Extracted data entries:
####

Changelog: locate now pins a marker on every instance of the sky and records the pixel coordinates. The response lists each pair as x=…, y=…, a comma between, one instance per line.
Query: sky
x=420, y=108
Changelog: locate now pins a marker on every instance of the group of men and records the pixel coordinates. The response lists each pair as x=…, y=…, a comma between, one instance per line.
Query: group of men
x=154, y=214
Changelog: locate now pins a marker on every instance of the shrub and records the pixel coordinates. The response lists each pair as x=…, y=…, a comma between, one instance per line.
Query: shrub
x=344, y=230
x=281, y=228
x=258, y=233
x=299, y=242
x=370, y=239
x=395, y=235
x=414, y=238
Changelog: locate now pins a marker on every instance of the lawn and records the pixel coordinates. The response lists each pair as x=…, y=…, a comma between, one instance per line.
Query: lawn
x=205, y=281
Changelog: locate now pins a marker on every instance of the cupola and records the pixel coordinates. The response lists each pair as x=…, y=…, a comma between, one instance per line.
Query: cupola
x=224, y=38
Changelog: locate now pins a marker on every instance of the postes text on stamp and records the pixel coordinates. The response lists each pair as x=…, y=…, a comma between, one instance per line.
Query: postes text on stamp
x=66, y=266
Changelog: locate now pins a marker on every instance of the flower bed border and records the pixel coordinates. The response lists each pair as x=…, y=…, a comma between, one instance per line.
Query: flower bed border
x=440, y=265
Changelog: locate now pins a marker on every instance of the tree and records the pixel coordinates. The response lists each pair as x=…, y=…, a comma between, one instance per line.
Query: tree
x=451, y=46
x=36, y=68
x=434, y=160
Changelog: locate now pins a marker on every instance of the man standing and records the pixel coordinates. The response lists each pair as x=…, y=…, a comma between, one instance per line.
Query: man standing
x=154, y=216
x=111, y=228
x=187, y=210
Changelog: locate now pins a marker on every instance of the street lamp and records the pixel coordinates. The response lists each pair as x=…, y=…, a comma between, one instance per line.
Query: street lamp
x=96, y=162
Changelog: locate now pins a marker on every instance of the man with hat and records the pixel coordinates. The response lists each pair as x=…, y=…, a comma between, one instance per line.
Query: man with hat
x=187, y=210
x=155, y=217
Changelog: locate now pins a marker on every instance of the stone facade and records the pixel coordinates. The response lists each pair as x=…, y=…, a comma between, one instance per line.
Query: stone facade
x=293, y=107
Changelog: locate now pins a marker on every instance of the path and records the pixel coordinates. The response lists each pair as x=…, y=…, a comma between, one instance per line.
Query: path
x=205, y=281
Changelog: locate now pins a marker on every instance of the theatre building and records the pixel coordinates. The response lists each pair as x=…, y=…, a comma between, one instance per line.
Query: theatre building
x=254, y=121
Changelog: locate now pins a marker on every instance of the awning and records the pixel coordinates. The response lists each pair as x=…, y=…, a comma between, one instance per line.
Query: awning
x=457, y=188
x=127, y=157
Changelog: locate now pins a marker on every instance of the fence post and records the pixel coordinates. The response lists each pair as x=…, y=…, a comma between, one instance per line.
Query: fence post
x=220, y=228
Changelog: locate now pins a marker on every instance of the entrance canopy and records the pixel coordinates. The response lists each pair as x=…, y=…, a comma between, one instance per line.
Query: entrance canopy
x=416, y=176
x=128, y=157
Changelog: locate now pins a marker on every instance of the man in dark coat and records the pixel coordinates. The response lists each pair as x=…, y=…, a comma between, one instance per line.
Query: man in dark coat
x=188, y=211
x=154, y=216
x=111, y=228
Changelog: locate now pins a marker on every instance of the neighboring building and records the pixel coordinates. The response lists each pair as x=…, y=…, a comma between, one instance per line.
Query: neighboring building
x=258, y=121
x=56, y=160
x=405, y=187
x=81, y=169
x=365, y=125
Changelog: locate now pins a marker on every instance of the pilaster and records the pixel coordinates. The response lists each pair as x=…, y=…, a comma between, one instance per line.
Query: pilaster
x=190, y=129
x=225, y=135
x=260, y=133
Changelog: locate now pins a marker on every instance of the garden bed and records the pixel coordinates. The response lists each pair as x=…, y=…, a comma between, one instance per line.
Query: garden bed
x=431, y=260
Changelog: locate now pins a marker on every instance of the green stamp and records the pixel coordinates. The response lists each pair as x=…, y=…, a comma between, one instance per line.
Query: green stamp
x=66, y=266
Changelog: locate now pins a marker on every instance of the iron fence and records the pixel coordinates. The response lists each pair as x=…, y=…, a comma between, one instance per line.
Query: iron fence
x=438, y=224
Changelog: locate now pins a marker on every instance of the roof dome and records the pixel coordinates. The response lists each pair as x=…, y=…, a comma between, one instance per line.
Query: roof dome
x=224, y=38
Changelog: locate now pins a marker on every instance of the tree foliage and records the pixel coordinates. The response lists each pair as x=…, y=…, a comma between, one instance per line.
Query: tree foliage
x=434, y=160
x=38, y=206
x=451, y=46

####

[WORK TO BE COMPLETED]:
Please turn the lines from the one containing "of the garden" through the one containing "x=431, y=260", both included, into a numbered list, skipping any blank lines.

[TASK RESULT]:
1. Changelog: locate now pins a marker on every instance of the garden bed and records the pixel coordinates. The response lists each pair as x=…, y=…, a comma between, one instance per line.
2. Query: garden bed
3. x=431, y=260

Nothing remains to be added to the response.